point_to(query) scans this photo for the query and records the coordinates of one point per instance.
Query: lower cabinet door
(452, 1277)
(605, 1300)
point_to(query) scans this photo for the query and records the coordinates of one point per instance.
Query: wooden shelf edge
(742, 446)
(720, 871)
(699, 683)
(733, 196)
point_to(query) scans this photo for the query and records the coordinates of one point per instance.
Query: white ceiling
· · ·
◆ TASK STATEMENT
Update the data so that every "coordinates" reads "positions" and everything else stays unchanged.

◆ THE SOLUTION
point_to(query) scans this photo for the query and records the positions of one point per instance.
Query: lower cabinet door
(452, 1277)
(605, 1300)
point_to(query) scans this photo for the query and records the positions of one point per instance.
Query: wooden shelf edge
(742, 446)
(720, 871)
(699, 683)
(733, 196)
point_to(query) scans this photo for the query and records the positions of one point per instance.
Query: white ceiling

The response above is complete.